- [Verilen görev]: Gaziantep yazısında "Gaziantep Kalesi içerisinde" sözleriyle başlayıp "galeride ziyaretçilere sunulmuş." sözleriyle biten bölümü harfi harfine kopyalar mısın?
===== Sağlanan metin
12 Nisan 2019 Cuma

antep




Şanlıurfa'dan sonra Evliya Çelebi’nin Seyahatname'sinde “Şehrin her sokak başında kale gibi kapılar vardır. Her gece sokaklarında kandiller yanar.” diye bahsettiği Gaziantep'e geçtik.
Gaziantep'e dair en sevdiğim şeyle yazıya başlıyorum: Katmer.
Katmerci Zekeriya Usta'da hamur, fıstık ve kaymaktan oluşan katmer yanında süt Gaziantep'te güne güzel bir başlamak için yeterli. 
UNESCO tarafından 33 ülkeden 47 şehrin içinde yer aldığı “Dünya Yaratıcı Şehirler Ağı”na gastronomi kategorisinde dahil edilen Gaziantep'te kahvaltıda beyran çorbası içilmesi tavsiye edilse de benim kahvaltıda o kadar etli ve yağlı bir şeyi yemem mümkün değildi. Alternatif olarak Orkide Pastanesi'nde kahvaltı edilebilir.

Gaziantep'te yirminin üzerinde müze ve yirmi civarında han bulunuyor. Açılan müzeler sayesinde şehirde turizm potansiyeli epey artırılmış. 
 Tarihi Kır Kahvesi'nin önünden kalenin eteklerinin çevresine kurulmuş şehri gezmeye başlıyoruz.
Gaziantep Savunması ve Kahramanlık Panorama Müzesi
Türkiye'nin ayakta kalan en önemli kalelerinden olan Gaziantep Kalesi’nin içinde 2008 yılında Gaziantep Büyükşehir Belediyesi tarafından açıldığından bu yana Gaziantep Savunması ve Kahramanlık Panorama Müzesi hizmet veriyor.
Gaziantep Kalesi içerisinde yer alan müzede Antep halkı tarafından İstiklal Savaşı’nda düşman işgaline karşı kahramanca verilen mücadele ve direniş öyküsü anlatılmakta.10 ay 9 gün süren işgal ve Antep Savunması'nın teşkilat yapısı, cepheler, kronolojik olarak resimler, rölyefler, heykeller, sunumlar ve maketlerle anlatılarak açılan galeride ziyaretçilere sunulmuş.
==========
===== Kayıtlı veriler
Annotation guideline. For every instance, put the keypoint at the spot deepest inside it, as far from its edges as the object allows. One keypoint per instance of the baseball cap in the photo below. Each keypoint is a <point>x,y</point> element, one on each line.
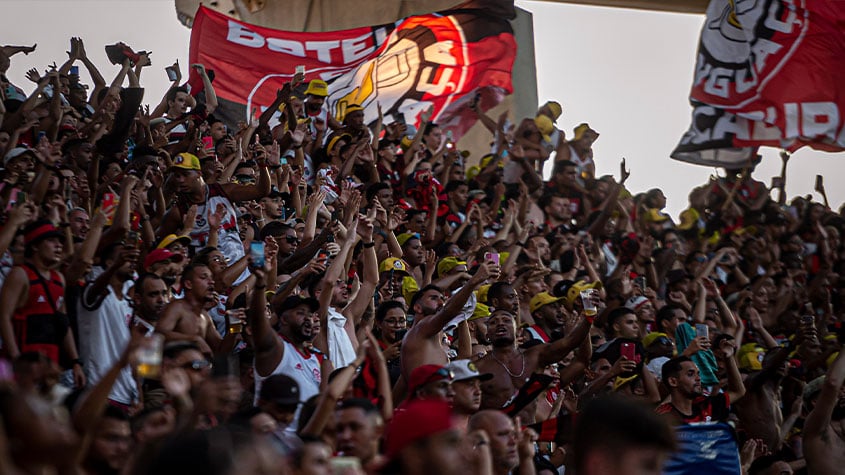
==========
- [Görev yanıtı]:
Gaziantep Kalesi içerisinde yer alan müzede Antep halkı tarafından İstiklal Savaşı’nda düşman işgaline karşı kahramanca verilen mücadele ve direniş öyküsü anlatılmakta.10 ay 9 gün süren işgal ve Antep Savunması'nın teşkilat yapısı, cepheler, kronolojik olarak resimler, rölyefler, heykeller, sunumlar ve maketlerle anlatılarak açılan galeride ziyaretçilere sunulmuş.